(Natural-language object grounding data)
•••
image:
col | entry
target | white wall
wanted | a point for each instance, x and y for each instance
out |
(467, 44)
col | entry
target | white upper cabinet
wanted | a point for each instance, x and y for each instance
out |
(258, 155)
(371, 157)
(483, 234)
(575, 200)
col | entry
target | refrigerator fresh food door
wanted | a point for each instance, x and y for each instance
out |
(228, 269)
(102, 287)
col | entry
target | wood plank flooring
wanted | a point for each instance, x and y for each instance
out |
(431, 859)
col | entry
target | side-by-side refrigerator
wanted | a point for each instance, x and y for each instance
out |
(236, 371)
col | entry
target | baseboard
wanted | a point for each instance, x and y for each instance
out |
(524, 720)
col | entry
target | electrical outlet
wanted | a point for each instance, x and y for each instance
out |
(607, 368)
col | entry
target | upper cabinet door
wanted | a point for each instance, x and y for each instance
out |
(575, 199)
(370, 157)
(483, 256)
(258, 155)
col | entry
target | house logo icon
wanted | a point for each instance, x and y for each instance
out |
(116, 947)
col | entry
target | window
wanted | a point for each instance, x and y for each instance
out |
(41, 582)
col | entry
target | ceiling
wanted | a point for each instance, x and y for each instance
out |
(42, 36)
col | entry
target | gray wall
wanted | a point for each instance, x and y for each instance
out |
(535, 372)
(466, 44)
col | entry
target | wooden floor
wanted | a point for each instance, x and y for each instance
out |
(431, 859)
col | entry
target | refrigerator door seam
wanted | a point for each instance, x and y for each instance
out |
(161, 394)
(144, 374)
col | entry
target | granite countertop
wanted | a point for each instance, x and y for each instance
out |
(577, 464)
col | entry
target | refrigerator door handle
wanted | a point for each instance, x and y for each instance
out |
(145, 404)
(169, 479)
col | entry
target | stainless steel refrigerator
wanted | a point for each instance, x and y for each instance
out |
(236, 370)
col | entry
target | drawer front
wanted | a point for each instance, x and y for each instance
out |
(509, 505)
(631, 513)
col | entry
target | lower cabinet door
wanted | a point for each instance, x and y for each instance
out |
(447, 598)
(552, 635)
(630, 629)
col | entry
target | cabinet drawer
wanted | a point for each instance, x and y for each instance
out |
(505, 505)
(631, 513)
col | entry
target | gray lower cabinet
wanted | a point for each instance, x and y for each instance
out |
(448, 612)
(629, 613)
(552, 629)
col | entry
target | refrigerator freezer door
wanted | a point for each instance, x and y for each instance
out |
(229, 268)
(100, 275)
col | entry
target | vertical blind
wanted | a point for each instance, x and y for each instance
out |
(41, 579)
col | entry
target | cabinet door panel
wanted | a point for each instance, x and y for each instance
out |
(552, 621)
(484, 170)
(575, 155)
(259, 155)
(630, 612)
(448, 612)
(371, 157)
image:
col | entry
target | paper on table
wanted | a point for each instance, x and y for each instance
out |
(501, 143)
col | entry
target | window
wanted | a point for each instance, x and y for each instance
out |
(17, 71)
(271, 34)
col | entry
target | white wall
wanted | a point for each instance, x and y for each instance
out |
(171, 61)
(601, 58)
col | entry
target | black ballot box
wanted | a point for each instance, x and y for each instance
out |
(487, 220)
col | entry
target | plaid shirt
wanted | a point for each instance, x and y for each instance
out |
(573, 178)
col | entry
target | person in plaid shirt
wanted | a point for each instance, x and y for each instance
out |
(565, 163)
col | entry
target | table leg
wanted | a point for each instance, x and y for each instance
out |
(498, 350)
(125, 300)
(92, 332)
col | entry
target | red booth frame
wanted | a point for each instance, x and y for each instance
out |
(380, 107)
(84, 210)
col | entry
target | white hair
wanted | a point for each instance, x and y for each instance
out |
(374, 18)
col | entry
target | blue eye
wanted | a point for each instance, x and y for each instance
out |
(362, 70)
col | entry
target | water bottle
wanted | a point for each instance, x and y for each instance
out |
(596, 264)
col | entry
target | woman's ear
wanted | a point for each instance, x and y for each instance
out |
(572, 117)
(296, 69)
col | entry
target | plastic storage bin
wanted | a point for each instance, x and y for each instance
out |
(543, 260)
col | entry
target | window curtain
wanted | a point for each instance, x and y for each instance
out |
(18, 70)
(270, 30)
•••
■ Task statement
Look through the data and show every line containing "cabinet".

■ Written response
target | white upper cabinet
target | upper cabinet door
target | lower cabinet door
target | cabinet drawer
target | gray lower cabinet
target | cabinet door panel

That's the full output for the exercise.